= What you will do =
Reproduce the records from the start through the line containing "0 792 248 1234", keeping every line, requests included. Multiply each bounding box coordinate in the answers by 1.2 and round to whole numbers, with halves rounded up, but leave the requests and their sample format line unchanged.

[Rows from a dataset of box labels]
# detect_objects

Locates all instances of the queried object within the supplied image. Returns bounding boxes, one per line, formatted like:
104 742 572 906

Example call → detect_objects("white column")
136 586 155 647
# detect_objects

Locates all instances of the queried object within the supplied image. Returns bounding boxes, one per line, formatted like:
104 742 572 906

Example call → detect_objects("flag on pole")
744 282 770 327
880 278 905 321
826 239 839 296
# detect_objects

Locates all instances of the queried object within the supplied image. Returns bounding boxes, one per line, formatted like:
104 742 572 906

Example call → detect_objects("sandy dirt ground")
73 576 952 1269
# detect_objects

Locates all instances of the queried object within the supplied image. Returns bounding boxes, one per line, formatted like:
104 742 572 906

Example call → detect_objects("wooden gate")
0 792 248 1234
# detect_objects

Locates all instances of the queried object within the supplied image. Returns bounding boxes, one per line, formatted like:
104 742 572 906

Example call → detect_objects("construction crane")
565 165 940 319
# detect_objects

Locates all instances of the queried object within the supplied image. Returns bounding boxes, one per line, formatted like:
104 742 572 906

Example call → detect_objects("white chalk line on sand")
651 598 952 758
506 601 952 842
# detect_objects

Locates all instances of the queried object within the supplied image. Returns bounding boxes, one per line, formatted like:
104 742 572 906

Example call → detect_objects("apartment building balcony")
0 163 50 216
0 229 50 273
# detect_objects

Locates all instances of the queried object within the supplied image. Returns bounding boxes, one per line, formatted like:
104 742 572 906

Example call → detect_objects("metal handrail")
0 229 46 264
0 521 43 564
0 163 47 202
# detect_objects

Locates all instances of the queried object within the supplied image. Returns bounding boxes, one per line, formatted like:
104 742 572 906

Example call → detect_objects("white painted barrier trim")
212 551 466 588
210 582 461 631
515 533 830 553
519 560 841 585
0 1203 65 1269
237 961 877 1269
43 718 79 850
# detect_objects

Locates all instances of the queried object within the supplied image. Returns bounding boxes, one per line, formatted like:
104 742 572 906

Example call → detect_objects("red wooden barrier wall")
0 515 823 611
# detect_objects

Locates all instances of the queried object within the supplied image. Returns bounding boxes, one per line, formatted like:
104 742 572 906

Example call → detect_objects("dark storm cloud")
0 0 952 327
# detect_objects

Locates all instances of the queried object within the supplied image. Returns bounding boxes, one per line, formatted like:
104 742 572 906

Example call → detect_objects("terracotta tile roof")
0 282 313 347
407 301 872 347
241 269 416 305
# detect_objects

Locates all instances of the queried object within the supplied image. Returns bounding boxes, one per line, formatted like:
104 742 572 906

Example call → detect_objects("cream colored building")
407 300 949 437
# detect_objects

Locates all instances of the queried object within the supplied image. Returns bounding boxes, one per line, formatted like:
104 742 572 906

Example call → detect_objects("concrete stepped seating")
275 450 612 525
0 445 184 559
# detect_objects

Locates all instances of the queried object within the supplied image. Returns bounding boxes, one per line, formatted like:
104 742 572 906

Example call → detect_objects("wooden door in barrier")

= Exercise answer =
# detect_objects

Locates all instances of the queried object within the supplied image. Returns bounding boxes, one per line, formatted like:
104 742 572 906

Example call → detect_objects("white column")
163 703 186 776
# detect_objects

Locates all instances of the queried object within the supplied image. Returns bounding boxes, one per line, formatted like:
104 742 572 906

Example call → detect_objects("flag on pole")
893 338 924 392
1056 334 1086 385
991 287 1007 355
# detect_objects

Locates all instances of the queried object within the supplied image. Returns bounding boxes, one per line, formatted like:
104 742 572 906

Example call → detect_objects("sandy dirt ground")
88 691 1142 1523
# detect_objects

Locates all instances of the queried object within the supplied image. Returns bounding boxes, one per line, formatted like:
104 742 572 906

Example call → detect_objects("wooden gate")
0 950 298 1481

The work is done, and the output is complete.